== Task description ==
Copy out all of the data exactly as it appears.

== Task input ==
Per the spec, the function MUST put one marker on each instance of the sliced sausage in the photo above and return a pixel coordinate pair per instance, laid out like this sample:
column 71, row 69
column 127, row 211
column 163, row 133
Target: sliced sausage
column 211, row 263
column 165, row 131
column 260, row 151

== Solution for this problem ==
Per the spec, the function MUST put one marker on each instance of the sliced sausage in the photo above and return a pixel coordinate pair per instance, laid out like this sample:
column 71, row 69
column 127, row 211
column 163, row 133
Target: sliced sausage
column 211, row 263
column 165, row 131
column 260, row 151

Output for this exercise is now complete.